Locate every line in the records below that contains the word "green" and copy each of those lines.

——

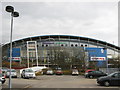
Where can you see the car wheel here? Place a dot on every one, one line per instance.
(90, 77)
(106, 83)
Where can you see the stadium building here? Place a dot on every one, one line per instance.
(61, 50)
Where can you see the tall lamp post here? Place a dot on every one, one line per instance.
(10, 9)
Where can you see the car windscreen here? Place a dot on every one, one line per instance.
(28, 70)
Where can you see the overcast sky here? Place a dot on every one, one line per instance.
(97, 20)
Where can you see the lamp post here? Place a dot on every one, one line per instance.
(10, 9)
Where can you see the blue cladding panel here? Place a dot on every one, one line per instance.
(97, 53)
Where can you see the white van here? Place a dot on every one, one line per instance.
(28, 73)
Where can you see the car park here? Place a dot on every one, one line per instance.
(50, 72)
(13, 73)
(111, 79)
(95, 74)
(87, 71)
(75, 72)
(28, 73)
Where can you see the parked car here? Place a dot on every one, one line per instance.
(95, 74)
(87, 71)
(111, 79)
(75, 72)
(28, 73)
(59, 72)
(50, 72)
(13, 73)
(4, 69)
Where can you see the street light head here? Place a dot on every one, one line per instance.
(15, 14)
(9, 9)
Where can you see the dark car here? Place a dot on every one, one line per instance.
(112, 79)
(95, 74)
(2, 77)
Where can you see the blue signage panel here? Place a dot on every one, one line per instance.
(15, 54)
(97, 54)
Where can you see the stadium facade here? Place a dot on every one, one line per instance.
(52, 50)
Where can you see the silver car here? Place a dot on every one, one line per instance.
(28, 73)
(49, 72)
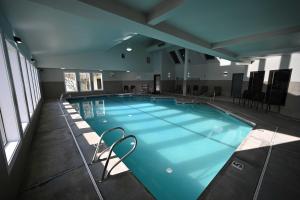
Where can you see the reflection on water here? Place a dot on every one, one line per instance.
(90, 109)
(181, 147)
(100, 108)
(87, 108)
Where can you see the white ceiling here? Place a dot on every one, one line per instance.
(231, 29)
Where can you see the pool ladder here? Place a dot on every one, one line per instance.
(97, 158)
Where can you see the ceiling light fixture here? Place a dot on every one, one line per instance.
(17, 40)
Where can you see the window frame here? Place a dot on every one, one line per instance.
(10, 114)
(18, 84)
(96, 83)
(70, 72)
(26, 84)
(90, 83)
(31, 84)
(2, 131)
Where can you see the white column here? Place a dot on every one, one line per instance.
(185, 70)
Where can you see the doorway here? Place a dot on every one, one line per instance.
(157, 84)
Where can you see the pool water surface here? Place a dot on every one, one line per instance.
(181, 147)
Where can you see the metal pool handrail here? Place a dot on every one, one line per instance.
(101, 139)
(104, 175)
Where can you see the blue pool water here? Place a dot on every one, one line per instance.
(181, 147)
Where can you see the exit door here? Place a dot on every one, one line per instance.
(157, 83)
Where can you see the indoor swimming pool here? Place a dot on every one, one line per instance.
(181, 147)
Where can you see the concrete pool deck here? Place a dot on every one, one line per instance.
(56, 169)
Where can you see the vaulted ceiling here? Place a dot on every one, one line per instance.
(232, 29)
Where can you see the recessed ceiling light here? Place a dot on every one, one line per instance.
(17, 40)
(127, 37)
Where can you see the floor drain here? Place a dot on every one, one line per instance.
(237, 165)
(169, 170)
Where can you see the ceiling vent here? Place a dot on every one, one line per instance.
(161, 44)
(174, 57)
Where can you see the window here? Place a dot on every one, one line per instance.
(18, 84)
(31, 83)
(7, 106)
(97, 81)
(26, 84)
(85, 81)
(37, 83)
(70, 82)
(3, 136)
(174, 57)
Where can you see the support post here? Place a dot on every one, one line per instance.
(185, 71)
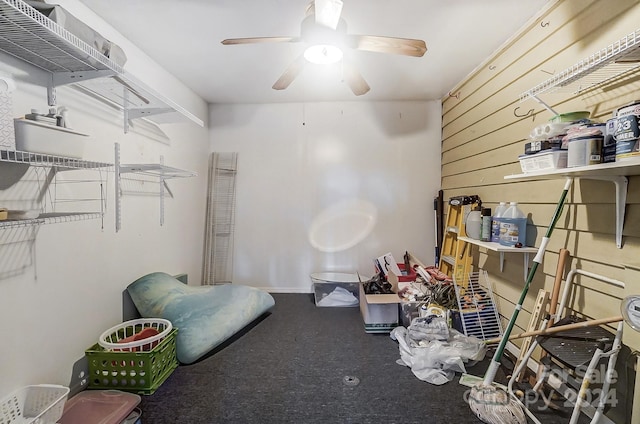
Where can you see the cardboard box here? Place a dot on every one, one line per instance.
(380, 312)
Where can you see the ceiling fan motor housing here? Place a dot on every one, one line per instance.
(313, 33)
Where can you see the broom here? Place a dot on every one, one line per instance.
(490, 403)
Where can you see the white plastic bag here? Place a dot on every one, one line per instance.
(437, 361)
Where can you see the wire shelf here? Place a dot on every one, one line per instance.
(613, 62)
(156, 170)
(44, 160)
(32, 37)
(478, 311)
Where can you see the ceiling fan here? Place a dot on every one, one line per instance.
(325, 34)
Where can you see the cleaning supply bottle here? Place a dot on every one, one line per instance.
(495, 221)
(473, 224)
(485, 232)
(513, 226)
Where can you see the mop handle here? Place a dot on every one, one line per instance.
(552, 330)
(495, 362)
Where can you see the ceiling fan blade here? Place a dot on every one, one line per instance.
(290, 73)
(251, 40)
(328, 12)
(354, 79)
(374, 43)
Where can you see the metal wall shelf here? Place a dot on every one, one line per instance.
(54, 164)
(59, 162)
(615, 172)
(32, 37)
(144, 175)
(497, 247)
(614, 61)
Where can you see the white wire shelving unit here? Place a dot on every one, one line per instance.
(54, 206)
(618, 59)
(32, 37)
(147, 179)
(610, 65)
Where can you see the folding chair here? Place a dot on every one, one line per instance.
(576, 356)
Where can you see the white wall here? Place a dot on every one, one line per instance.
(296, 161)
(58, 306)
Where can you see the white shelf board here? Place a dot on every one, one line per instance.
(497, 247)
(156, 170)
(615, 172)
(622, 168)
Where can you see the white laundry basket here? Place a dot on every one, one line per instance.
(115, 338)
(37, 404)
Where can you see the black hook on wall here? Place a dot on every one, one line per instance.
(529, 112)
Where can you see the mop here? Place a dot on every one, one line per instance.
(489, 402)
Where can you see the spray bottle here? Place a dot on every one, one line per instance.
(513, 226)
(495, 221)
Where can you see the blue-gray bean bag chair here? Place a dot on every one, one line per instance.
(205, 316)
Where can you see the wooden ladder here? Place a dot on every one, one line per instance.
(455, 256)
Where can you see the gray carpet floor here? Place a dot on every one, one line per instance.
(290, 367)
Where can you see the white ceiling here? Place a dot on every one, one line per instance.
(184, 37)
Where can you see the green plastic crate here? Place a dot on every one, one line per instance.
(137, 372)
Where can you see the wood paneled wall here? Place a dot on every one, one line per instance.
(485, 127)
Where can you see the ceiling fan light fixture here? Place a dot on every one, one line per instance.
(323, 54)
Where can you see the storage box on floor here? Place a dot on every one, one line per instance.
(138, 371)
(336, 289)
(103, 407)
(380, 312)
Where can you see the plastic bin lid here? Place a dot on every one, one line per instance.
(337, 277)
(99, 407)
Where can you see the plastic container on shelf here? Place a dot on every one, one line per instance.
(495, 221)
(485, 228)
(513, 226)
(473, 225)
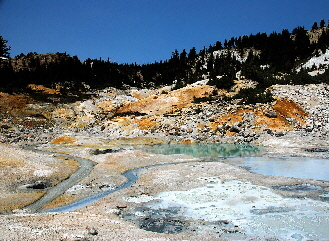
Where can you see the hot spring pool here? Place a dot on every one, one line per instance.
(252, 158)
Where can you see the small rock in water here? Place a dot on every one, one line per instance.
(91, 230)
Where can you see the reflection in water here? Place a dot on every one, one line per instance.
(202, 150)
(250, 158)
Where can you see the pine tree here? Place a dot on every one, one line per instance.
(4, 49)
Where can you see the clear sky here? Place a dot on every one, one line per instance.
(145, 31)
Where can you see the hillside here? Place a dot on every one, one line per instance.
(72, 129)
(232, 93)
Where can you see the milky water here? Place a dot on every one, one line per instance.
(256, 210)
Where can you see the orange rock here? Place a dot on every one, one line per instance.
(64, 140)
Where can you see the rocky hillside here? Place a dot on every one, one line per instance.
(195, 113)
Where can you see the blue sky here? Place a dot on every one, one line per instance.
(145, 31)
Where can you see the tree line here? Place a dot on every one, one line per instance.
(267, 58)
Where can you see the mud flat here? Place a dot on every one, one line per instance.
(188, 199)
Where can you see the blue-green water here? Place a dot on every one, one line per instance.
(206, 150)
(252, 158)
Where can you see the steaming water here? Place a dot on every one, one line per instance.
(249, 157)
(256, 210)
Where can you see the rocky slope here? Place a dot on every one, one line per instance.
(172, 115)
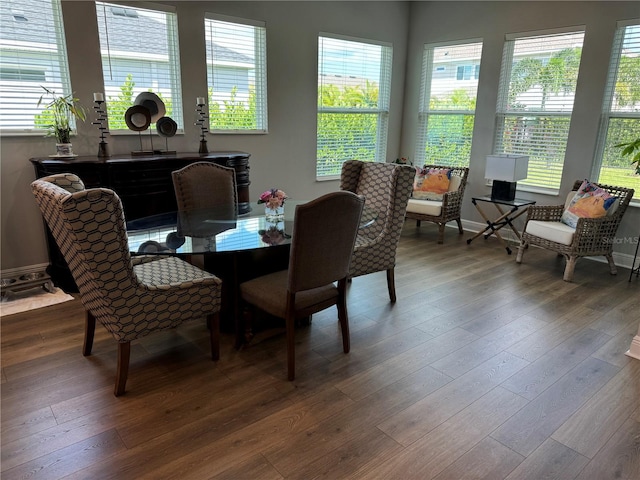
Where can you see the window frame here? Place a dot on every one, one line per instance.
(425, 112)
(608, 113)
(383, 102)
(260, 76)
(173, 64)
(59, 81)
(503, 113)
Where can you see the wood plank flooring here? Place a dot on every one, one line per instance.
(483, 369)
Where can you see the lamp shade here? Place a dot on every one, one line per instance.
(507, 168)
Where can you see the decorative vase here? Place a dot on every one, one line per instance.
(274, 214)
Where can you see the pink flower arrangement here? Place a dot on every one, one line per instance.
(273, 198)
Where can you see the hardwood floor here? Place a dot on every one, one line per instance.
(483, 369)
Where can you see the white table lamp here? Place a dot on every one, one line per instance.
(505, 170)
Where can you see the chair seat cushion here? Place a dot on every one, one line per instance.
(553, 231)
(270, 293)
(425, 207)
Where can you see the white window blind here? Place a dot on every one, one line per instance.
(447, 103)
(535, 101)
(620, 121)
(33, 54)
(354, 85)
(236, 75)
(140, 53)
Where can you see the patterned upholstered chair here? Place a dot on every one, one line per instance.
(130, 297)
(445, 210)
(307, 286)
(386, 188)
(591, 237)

——

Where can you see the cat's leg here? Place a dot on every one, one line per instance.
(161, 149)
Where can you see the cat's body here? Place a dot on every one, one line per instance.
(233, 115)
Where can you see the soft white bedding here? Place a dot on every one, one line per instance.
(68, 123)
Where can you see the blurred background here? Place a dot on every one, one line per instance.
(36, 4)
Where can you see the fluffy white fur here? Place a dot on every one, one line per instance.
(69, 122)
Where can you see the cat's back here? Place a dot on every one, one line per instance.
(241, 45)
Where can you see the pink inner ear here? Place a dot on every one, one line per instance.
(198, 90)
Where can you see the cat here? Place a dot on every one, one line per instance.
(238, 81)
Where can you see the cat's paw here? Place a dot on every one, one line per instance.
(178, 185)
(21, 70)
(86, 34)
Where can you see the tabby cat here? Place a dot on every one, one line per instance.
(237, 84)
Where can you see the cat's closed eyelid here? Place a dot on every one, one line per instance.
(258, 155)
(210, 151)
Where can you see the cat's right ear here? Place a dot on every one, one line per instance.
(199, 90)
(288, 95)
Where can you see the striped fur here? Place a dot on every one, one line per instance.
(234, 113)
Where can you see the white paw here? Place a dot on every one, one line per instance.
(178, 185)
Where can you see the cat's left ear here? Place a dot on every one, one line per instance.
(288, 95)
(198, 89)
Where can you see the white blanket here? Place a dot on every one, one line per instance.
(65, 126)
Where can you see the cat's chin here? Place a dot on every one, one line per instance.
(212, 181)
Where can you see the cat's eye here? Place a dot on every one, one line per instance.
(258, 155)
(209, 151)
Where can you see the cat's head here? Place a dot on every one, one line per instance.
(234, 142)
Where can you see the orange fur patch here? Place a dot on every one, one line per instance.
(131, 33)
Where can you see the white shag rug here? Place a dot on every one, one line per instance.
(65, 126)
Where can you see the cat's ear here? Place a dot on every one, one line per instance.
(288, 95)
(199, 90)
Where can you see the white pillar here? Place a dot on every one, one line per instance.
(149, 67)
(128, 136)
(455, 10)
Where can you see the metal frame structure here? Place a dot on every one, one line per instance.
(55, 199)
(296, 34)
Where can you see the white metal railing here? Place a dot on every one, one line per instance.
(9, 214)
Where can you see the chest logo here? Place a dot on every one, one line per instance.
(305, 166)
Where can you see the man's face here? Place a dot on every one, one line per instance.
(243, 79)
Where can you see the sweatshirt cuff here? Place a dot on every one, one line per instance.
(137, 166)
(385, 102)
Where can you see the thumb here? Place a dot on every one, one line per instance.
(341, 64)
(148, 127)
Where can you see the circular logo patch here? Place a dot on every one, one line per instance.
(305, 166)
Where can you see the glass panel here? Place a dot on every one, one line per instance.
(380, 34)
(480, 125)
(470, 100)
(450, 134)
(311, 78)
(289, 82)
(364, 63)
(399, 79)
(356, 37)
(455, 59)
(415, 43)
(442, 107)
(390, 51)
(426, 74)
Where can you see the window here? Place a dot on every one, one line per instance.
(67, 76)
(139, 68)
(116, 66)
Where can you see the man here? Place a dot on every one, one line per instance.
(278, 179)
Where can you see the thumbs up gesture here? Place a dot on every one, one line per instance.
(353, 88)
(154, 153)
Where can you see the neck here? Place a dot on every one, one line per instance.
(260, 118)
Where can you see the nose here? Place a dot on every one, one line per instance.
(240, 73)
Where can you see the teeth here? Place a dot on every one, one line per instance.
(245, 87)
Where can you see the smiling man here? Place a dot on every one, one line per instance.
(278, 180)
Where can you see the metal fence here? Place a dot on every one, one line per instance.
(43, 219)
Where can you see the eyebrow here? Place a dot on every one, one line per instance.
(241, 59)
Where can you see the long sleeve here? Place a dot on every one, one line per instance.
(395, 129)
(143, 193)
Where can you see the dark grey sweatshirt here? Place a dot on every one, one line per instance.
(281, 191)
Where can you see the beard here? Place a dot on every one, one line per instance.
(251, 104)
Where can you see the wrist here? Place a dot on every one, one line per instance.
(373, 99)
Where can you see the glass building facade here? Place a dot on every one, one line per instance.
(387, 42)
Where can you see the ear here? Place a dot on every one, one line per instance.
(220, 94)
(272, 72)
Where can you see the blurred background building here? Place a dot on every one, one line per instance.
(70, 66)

——

### Finished task:
Where can you see the green plastic crate here? Place a dot on every one, one line per instance.
Where can you see the blue-green water here? Place a dot on every one, one line per instance.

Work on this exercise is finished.